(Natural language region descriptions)
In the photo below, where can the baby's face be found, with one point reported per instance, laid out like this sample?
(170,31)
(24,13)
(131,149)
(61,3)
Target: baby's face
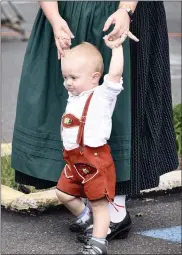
(77,73)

*What the task asks:* An exact retyping of the entries, without images, is the required answer.

*Response to this task:*
In the photo below, where can the baby's face be found, with one point reported per instance, laid out like this sample?
(170,31)
(24,13)
(131,149)
(61,3)
Target: baby's face
(77,73)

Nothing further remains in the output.